[Dataset rows]
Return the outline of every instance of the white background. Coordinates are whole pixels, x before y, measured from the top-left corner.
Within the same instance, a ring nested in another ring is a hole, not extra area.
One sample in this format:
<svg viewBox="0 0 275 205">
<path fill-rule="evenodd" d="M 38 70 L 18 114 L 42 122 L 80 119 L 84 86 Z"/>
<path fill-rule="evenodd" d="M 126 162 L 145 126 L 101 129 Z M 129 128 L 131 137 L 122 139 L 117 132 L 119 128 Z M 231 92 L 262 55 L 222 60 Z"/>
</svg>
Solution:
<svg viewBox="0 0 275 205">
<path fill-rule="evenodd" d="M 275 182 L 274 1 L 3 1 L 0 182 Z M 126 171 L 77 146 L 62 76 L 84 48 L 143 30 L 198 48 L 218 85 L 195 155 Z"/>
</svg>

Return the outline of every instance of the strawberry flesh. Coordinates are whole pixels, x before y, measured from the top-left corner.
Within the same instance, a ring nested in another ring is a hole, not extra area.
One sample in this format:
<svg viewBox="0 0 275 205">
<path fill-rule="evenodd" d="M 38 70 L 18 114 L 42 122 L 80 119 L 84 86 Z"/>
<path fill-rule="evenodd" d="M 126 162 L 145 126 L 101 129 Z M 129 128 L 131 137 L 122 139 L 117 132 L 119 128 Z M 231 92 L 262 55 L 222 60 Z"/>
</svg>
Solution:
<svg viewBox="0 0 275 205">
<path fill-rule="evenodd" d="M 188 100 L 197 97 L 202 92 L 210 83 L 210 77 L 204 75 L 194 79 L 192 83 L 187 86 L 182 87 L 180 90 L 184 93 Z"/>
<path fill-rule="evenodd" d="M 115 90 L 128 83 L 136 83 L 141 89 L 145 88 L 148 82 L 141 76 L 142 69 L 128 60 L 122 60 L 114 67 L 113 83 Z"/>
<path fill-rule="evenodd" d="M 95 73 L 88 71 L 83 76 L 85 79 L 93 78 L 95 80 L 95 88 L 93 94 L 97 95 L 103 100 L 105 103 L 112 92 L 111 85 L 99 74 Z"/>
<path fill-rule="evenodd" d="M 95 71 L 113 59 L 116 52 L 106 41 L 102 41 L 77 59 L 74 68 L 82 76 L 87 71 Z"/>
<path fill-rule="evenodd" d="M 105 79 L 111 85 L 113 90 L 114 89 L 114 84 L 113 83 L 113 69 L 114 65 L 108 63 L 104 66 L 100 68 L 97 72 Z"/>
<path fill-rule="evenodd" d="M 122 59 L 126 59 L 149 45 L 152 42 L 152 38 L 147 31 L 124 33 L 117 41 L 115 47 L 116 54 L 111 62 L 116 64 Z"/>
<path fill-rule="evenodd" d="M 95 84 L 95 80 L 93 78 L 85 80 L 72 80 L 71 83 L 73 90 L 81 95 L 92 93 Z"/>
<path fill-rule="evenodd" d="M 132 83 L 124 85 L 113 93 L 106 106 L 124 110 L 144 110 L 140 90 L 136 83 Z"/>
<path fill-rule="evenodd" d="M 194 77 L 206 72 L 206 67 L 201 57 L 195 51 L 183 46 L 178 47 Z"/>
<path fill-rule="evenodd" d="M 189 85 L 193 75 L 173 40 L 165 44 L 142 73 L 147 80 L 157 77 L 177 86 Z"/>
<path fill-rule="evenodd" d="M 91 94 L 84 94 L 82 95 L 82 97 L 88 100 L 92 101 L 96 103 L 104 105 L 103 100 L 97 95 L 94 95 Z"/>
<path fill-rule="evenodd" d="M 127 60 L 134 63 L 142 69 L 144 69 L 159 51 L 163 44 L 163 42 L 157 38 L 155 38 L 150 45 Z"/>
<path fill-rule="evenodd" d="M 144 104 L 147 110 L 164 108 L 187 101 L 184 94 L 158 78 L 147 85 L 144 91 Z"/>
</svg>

• [Do this]: Convert every line of the records above into a JSON array of strings, one string per line, leaving out blank lines.

• [Answer to the exercise]:
[
  "Return the outline of every instance of the white background. Coordinates are whole pixels, x before y, measured from the top-left corner.",
  "Within the same instance, a ring nested in another ring is a hole, not extra area.",
  "One sample in this format:",
  "<svg viewBox=\"0 0 275 205\">",
  "<path fill-rule=\"evenodd\" d=\"M 38 70 L 18 114 L 42 122 L 80 119 L 84 86 Z\"/>",
  "<path fill-rule=\"evenodd\" d=\"M 126 162 L 145 126 L 101 129 Z M 129 128 L 131 137 L 122 139 L 117 132 L 119 128 Z M 231 92 L 262 55 L 222 60 Z\"/>",
  "</svg>",
  "Solution:",
  "<svg viewBox=\"0 0 275 205\">",
  "<path fill-rule=\"evenodd\" d=\"M 275 182 L 274 1 L 3 1 L 0 182 Z M 126 171 L 77 146 L 62 76 L 84 48 L 143 30 L 198 48 L 218 85 L 195 155 Z\"/>",
  "</svg>",
  "Return the outline of every instance of the strawberry flesh. Coordinates are whole pixels, x before y, measured from the top-left corner.",
  "Within the same instance, a ring nested in another ring is a hole, not extra area.",
  "One sample in this format:",
  "<svg viewBox=\"0 0 275 205\">",
  "<path fill-rule=\"evenodd\" d=\"M 38 70 L 18 114 L 42 122 L 80 119 L 84 86 Z\"/>",
  "<path fill-rule=\"evenodd\" d=\"M 126 162 L 145 126 L 101 129 Z M 129 128 L 131 137 L 122 139 L 117 132 L 119 128 Z M 231 92 L 262 55 L 222 60 Z\"/>",
  "</svg>",
  "Solution:",
  "<svg viewBox=\"0 0 275 205\">",
  "<path fill-rule=\"evenodd\" d=\"M 188 100 L 197 97 L 202 92 L 210 83 L 210 77 L 204 75 L 194 79 L 192 83 L 187 86 L 182 87 L 180 90 L 184 93 Z\"/>",
  "<path fill-rule=\"evenodd\" d=\"M 115 90 L 128 83 L 136 83 L 141 89 L 145 88 L 148 82 L 141 76 L 142 69 L 128 60 L 122 60 L 114 67 L 113 83 Z\"/>",
  "<path fill-rule=\"evenodd\" d=\"M 95 73 L 88 71 L 83 76 L 85 79 L 93 78 L 95 80 L 95 88 L 93 94 L 97 95 L 103 100 L 105 103 L 112 92 L 111 85 L 99 74 Z\"/>",
  "<path fill-rule=\"evenodd\" d=\"M 95 71 L 113 59 L 116 52 L 106 41 L 102 41 L 77 59 L 74 68 L 82 76 L 87 71 Z\"/>",
  "<path fill-rule=\"evenodd\" d=\"M 105 79 L 111 85 L 113 90 L 114 89 L 114 84 L 113 83 L 113 69 L 114 65 L 108 63 L 104 66 L 100 68 L 97 72 Z\"/>",
  "<path fill-rule=\"evenodd\" d=\"M 122 59 L 126 59 L 149 45 L 152 42 L 152 38 L 147 31 L 124 33 L 117 41 L 115 47 L 116 54 L 111 62 L 116 64 Z\"/>",
  "<path fill-rule=\"evenodd\" d=\"M 95 84 L 95 80 L 93 78 L 85 80 L 72 80 L 71 83 L 73 90 L 81 95 L 92 93 Z\"/>",
  "<path fill-rule=\"evenodd\" d=\"M 132 83 L 124 85 L 113 93 L 106 106 L 124 110 L 144 110 L 140 90 L 136 83 Z\"/>",
  "<path fill-rule=\"evenodd\" d=\"M 194 77 L 206 72 L 206 67 L 201 57 L 195 51 L 183 46 L 178 47 Z\"/>",
  "<path fill-rule=\"evenodd\" d=\"M 189 85 L 193 75 L 173 40 L 165 44 L 142 73 L 147 80 L 157 77 L 177 86 Z\"/>",
  "<path fill-rule=\"evenodd\" d=\"M 91 94 L 84 94 L 82 95 L 82 97 L 88 100 L 92 101 L 96 103 L 104 105 L 103 100 L 97 95 L 94 95 Z\"/>",
  "<path fill-rule=\"evenodd\" d=\"M 127 60 L 134 63 L 142 69 L 144 69 L 159 51 L 163 44 L 163 42 L 157 38 L 155 38 L 150 45 Z\"/>",
  "<path fill-rule=\"evenodd\" d=\"M 144 104 L 147 110 L 164 108 L 187 101 L 184 94 L 158 78 L 147 85 L 144 91 Z\"/>",
  "</svg>"
]